Nach dem Ersten Weltkrieg blieb Haller bei der Beschäftigung mit politischen Gegenwartsfragen. Er publizierte zur jüngsten Zeitgeschichte und analysierte die historischen Ursachen der aus seiner Sicht drängendsten Gegenwartsprobleme, nämlich die deutsche Frage und die deutsch-französische „Erbfeindschaft“. Diese Bücher – allen voran die „Epochen der deutschen Geschichte“ – waren außerordentlich erfolgreich und machten Haller zum meistgelesenen und vermutlich bekanntesten deutschen Historiker seiner Zeit. Politisch stand Haller, der noch in den 1890er Jahren vieles am Kaiserreich kritisiert und am ehesten mit den Liberalen um Friedrich Naumanns „national-sozialen Verein“ sympathisiert hatte, nach 1918 auf der Seite der Deutschnationalen. Seine rhetorischen Fähigkeiten setzte er nicht nur für fachwissenschaftliche Belange ein, sondern er stritt auch vehement gegen den Versailler Vertrag und gegen die Weimarer Republik. Zur Reichstagswahl im Juli 1932 unterzeichnete Haller einen öffentlichen Aufruf für die NSDAP.
Hallers Verhältnis zum Nationalsozialismus war allerdings äußerst kompliziert. Politischen Nationalismus verband Haller mit einem Selbstverständnis als Angehöriger einer übernationalen europäischen Bildungs- und Geisteselite. Seine konservative Haltung ließ ihn zudem das Auftreten der NSDAP als unangemessen, ja als bolschewistisch empfinden. Schon im September 1932 wandte er sich angesichts des Verhaltens der NSDAP-Fraktion im Reichstag von den Nationalsozialisten ab und machte das gegenüber Parteiinstitutionen auch deutlich. Da Haller, der zeitlebens unter einer schwachen Gesundheit litt, 1932 emeritiert wurde, kam es zu keiner unmittelbaren Konfrontation mehr mit dem NS-Regime. Immerhin schlug ein Vortrag über die „Aufgaben des Historikers“ Wellen, den Haller1935 hielt und in dem er das nationalsozialistische Programm einer „kämpfenden Wissenschaft“ scharf angriff und dabei das Objektivitätsideal des Historismus verteidigte. Wenige Jahre später ergänzte er seinen Bestseller zur deutschen Geschichte um eine weitgehend positive Würdigung der politischen Leistungen bis 1938. Während des Zweiten Weltkrieges wurde er angefragt, öffentliche Rundfunkvorträge zu halten, und zugleich lief ein Verfahren gegen den Chef einer Zeitung, in der Haller Kritisches zu Wolfgang Liebeneiners Bismarck-Film „Die Entlassung“ geschrieben hatte.

▶ DATENAUSZUG
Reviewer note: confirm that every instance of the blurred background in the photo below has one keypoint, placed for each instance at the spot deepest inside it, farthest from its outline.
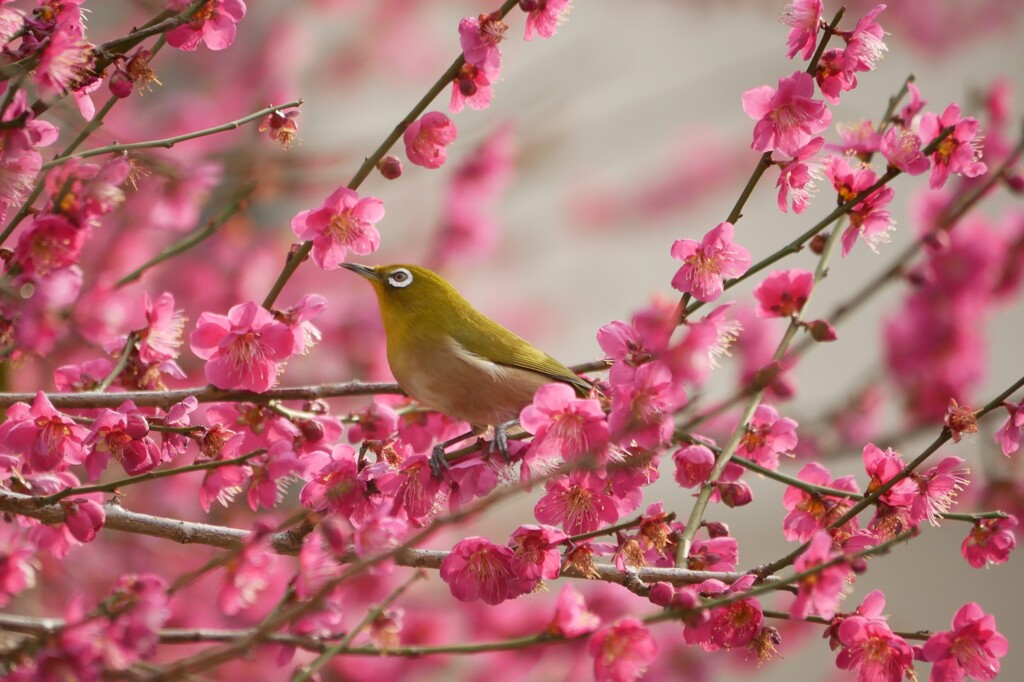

▶ AUFGABENBESCHREIBUNG
Nimm den Text über den Historiker Haller nach seinem letzten Satz wieder auf und schreibe ihn weiter. Die Zeilen spielen hierbei keine Rolle.

▶ ENDERGEBNIS
Seine Arbeitskraft setzte Haller in seinen letzten anderthalb Lebensjahrzehnten dann auch lieber wieder für rein Wissenschaftliches ein: Sein monumentales Alterswerk über die Geschichte des Papsttums blieb zwar unvollendet, wirkt aber bis heute.
Quellen: TeilNL im UAT (UAT 305); TeilNL im BA Koblenz: BArch N 1035.
Werke: (Auswahl) Die deutsche Publizistik in den Jahren 1668 – 1674. Ein Beitrag zur Geschichte der Raubkriege Ludwigs XIV., 1892; Concilium Basiliense, 4 Bde., 1896 – 1903; Papsttum und Kirchenreform. Vier Kapitel zur Geschichte des ausgehenden Mittelalters, 1903; Die Ära Bülow. Eine historisch-politische Studie, 1922; Aus 50 Jahren. Erinnerungen, Tagebücher und Briefe aus dem NL des Fürsten Philipp zu Eulenburg-Hertefeld, 1923; Die Epochen der deutschen Geschichte, 1923; Tausend Jahre deutsch-französischer Beziehungen, 1930; Das Papsttum. Idee und Wirklichkeit, 3 Bde., 1934 – 1945; Lebenserinnerungen. Gesehenes – Gehörtes – Gedachtes, 1960.
Nachweis: Bildnachweise: UAT 305/24; Porträt abgedruckt in: Johannes Haller, Lebenserinnerungen. Gesehenes – Gehörtes – Gedachtes, 1960.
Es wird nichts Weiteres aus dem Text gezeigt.